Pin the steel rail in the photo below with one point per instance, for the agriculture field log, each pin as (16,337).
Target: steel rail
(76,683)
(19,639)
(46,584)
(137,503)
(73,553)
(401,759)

-.-.-

### EXERCISE BRIEF:
Recast the listing above as a two-column CSV with the header columns "instruction" and "response". Give one row for each request, with its text in one quoted field and its answer in the other, and replace every line break inside a field with a space.

### FULL ANSWER:
instruction,response
"Pin the steel rail in the photo below with one point per instance, for the agriculture field log, each pin as (16,337). Target: steel rail","(76,683) (19,639) (46,584) (137,503) (73,553) (401,759)"